MATERIAL FOR THIS TASK: Begin
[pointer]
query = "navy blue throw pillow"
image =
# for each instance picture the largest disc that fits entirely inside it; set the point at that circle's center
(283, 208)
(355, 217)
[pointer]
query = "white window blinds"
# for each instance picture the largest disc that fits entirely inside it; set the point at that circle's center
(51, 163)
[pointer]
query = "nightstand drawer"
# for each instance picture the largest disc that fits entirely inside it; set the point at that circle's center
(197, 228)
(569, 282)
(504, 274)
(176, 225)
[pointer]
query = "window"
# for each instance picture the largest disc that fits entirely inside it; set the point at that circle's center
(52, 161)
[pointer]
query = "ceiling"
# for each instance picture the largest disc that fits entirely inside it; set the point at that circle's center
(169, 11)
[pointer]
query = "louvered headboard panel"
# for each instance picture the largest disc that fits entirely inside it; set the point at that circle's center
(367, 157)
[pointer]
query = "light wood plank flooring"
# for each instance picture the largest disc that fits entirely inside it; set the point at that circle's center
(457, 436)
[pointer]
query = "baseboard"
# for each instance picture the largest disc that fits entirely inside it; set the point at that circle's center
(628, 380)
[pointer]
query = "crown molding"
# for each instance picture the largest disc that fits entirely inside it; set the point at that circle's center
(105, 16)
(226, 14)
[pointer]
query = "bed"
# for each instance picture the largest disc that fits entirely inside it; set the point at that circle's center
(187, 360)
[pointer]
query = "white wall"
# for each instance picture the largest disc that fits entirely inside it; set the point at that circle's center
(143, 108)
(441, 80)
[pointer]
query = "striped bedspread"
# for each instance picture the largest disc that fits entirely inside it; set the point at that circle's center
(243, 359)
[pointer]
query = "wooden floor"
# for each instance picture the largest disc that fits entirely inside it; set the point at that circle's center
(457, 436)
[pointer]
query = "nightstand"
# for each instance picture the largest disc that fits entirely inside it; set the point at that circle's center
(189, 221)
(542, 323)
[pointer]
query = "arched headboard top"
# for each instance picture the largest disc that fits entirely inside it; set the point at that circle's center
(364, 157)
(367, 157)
MATERIAL FOR THIS TASK: End
TASK DETAILS: All of the material above should be set down again, unaltered.

OUTPUT FOR THIS EXERCISE:
[pointer]
query = "navy blue throw pillow"
image =
# for each instance picture the largest disc that fits entirely inside it; set the point at that circle's center
(283, 208)
(355, 217)
[pointer]
query = "white window blinds"
# for each instance picture the largest disc that fits entirely inside it; set the point at that circle's center
(51, 163)
[pointer]
query = "nightstand drawer"
# for each instance picture the largest disc that fits entirely inside it; set the point at that circle's center
(197, 228)
(569, 282)
(504, 274)
(176, 225)
[pointer]
query = "window"
# for each instance picture the largest disc that fits entirely inside it; set the point at that circle's center
(52, 161)
[pointer]
query = "ceiling"
# for each instance picture the largest disc that fits entirely inside it; set the point at that circle's center
(169, 11)
[pointer]
query = "louvered headboard panel"
# for each instance picture the largest disc that fits entirely inside it; set the point at that circle's center
(367, 157)
[pointer]
query = "light wood plank flooring"
# for each instance picture the largest disc that fits entirely inside it; set the point at that circle's center
(457, 436)
[pointer]
query = "baseboard"
# for each instance picture the largest disc that fits entirely inside it; set the point at that circle's center
(628, 380)
[pointer]
query = "crown molding"
# for each instance picture the largest disc that fits entirely inside it; set the point at that circle's center
(105, 16)
(226, 14)
[pointer]
query = "bed"
# for each instance picture the largest disc that fits entirely inside it; set the point at that circle's center
(187, 360)
[pointer]
query = "white wall"
# for each instance picture the largest disc that fits entirely inside it; set the point at that circle's center
(143, 108)
(441, 80)
[pointer]
query = "striped bedspread"
# for each instance picture the largest disc that fits entirely inside it; set the point at that circle's center
(243, 359)
[pointer]
query = "wooden floor"
# for each instance picture the largest disc that fits entirely inside it; set the point at that circle's center
(457, 436)
[pointer]
query = "nightstand"
# for each instance picture the largest disc that fits entirely inside it; set the point at that circle's center
(189, 221)
(542, 323)
[pointer]
query = "arched headboard top"
# for each instance picture the largest disc that fits entirely inside it; set the point at that circle's center
(364, 157)
(367, 157)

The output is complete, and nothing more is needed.